Start of Record set
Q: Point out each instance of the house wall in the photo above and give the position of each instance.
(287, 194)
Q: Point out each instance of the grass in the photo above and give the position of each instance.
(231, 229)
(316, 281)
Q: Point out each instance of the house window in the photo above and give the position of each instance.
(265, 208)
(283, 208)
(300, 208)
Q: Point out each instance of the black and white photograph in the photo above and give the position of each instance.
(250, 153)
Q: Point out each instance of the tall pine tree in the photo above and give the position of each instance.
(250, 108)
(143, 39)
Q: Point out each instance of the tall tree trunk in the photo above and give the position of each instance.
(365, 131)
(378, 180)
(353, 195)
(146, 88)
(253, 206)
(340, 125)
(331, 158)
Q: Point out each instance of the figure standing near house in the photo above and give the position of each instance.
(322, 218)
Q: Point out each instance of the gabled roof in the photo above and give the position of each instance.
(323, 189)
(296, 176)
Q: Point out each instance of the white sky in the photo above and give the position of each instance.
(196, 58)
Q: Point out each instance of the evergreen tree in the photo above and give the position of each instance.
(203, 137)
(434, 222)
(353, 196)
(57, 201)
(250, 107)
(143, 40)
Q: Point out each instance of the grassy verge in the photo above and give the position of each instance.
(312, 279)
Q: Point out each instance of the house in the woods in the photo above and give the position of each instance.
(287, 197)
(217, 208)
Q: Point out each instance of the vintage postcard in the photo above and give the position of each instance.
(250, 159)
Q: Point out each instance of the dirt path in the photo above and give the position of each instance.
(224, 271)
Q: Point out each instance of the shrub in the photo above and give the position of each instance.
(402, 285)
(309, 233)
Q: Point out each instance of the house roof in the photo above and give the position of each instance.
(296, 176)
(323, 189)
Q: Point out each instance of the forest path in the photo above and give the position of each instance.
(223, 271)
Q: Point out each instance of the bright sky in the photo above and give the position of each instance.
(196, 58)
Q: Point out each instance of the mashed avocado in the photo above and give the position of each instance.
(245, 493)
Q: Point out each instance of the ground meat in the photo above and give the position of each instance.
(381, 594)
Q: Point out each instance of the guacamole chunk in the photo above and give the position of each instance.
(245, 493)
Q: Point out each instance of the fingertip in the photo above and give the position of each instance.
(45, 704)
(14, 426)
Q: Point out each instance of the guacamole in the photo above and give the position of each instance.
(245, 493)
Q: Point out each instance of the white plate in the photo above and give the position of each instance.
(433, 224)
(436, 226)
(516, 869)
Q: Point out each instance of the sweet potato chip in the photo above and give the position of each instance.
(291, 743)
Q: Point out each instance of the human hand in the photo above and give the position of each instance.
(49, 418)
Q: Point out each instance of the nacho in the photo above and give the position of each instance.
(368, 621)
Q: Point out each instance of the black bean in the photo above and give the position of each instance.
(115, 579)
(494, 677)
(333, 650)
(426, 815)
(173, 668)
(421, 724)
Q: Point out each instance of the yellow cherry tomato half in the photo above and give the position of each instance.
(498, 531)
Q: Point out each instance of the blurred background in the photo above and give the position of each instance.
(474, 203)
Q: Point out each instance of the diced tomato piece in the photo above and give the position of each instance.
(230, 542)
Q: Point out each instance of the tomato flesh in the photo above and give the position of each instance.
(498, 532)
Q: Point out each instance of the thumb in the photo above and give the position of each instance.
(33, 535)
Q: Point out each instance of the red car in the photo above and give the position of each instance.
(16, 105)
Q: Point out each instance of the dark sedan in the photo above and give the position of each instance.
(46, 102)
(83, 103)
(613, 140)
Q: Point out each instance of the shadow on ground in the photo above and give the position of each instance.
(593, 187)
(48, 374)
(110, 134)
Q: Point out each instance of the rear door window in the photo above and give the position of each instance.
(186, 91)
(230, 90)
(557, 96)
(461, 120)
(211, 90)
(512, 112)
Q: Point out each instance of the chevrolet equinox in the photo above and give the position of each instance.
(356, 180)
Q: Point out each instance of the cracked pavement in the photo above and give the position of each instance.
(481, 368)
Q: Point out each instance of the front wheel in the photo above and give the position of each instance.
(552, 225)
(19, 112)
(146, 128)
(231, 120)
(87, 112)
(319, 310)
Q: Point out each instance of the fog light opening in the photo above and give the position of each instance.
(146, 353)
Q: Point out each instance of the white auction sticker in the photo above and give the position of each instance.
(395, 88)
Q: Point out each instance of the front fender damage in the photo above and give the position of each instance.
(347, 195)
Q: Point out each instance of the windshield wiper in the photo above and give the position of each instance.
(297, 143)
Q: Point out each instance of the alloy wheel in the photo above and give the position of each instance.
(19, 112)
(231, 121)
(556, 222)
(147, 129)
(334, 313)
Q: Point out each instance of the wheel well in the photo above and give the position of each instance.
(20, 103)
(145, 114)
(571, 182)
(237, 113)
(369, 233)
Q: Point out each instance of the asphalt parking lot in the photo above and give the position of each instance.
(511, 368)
End of Record set
> Work item: The records above must be transcribed line for line, exactly.

> Finished exercise:
Q: Point out each instance of the house wall in the photo above and give the position of each instance.
(287, 194)
Q: Point out each instance of the grass in the photo above and give the position of each instance.
(231, 229)
(316, 281)
Q: Point out each instance of the house window in the photo above and give the position of each instance.
(265, 208)
(283, 208)
(300, 208)
Q: Point out each instance of the black and white photograph in the photo above and give the position of each instance.
(250, 153)
Q: Point out each instance of the tall pine tree in the photo above and give the position of each instance.
(250, 108)
(143, 39)
Q: Point out each instance of the tall tree trunk in the photo above and give the position of each instance.
(365, 131)
(378, 180)
(353, 195)
(146, 88)
(253, 206)
(340, 125)
(331, 158)
Q: Point out each instance of the figure standing near house in the photo above and give the position of each instance.
(322, 218)
Q: Point out each instance of the gabled roof in the photo above and give the position of each instance.
(323, 189)
(296, 176)
Q: Point out each instance of the white sky in the photo above and give the position of each instance.
(196, 58)
Q: Point out each instance of the evergreen tree in the photo above and give the position of each instance.
(203, 137)
(434, 222)
(353, 196)
(57, 201)
(250, 107)
(143, 40)
Q: Point out each instance of the grassy verge in the photo above and give the position of each instance.
(312, 279)
Q: Point out each instance of the house in the woods in the photo above and give the position of each instance.
(287, 197)
(217, 208)
Q: Point out each instance of the vintage postcard in the photo above and give the position of each instance.
(250, 159)
Q: Point out each instance of the dirt path in the photo above and give the position of each instance.
(224, 271)
Q: Point out each instance of the shrub in the photo above and give the position of each instance.
(402, 285)
(309, 233)
Q: Point out each instance of the house roof in the photo above and give the position of each instance.
(296, 176)
(323, 189)
Q: Point out each instance of the forest path in the photo above and give the position of each instance.
(223, 271)
Q: Point out each instance of the bright sky in the photo above and give the position of each instance.
(196, 58)
Q: Point out each instance of the mashed avocado in the photo above and give the position of each instance.
(245, 493)
Q: Point out each instance of the ground meat in the photo above and give the position of each instance.
(381, 594)
Q: Point out each instance of the guacamole chunk in the photo above and give the position of each instance.
(245, 493)
Q: Point out each instance of the fingertip in the photo above and give the position of each instance.
(45, 704)
(14, 426)
Q: Point out each instance of the guacamole in the photo above and give the position of each instance.
(245, 493)
Q: Point out each instance of the white plate in the photo above and give the position of each instance.
(433, 224)
(436, 226)
(516, 869)
Q: Point out each instance of the sweet potato chip in the photo above and give the position of each instance.
(291, 743)
Q: Point out each instance of the human hand in the photo above and give the position of each instance.
(49, 418)
Q: Point out each instance of the nacho in the photo above and give the position of each instance.
(368, 621)
Q: Point out each instance of the black bean in the photo above and give the position of each instance.
(115, 579)
(494, 677)
(333, 650)
(426, 815)
(173, 668)
(421, 724)
Q: Point out each instance of the yellow cherry tomato half in the photo above and give the position of each instance.
(498, 531)
Q: Point out each instance of the blurred background in the photo above and give the position of each instance.
(474, 203)
Q: Point out each instance of the diced tomato piece in the photo above and give the position of each instance.
(230, 542)
Q: Point out each instance of the tomato flesh in the photo above and give the position of each instance.
(498, 532)
Q: Point out each instance of the thumb in the photo above and give the position of each instance.
(33, 535)
Q: Point out each instance of the red car in the photo above and give the position of each instance.
(16, 105)
Q: Point out each instance of the dark sedan in the photo above and give the position of each instance.
(46, 102)
(83, 103)
(613, 140)
Q: Point out each instance of the shadow on ground in the photo above and give the position of each instance.
(593, 187)
(48, 374)
(110, 134)
Q: Point out each instance of the rear door window in the photo above and give the position of each instance.
(186, 91)
(230, 90)
(557, 96)
(461, 120)
(211, 90)
(512, 112)
Q: Point out each instance of the chevrolet equinox in the photo above and give the position of each instance.
(356, 180)
Q: Point out each instance of the cracked pavement in the photo above and give the position of each instance.
(481, 368)
Q: Point out each instance of the front wheel in the photo above and give the position of each instance.
(552, 225)
(19, 112)
(146, 128)
(231, 120)
(87, 112)
(319, 310)
Q: Point out each instance of the fog light opening in the photo above and give the position of each instance.
(146, 353)
Q: Point out each instance of the white auction sticker in the photo above and give the position of each instance.
(395, 88)
Q: Point out each instance of the front fender damage in the photo above and give the position of each instance.
(347, 195)
Q: Point out each instance of the windshield wiper in the photo above and give the position of each instance.
(297, 143)
Q: Point out each instance of the alloy wheel in the photo above and give the position of each instance.
(19, 112)
(231, 121)
(556, 222)
(147, 129)
(334, 313)
Q: Point out each instance of the wheel well in the photo above and give the position of each instance.
(20, 103)
(145, 114)
(571, 182)
(237, 113)
(369, 233)
Q: Point out each instance of the asphalt parking lot in the photo above and give the position of each instance.
(511, 368)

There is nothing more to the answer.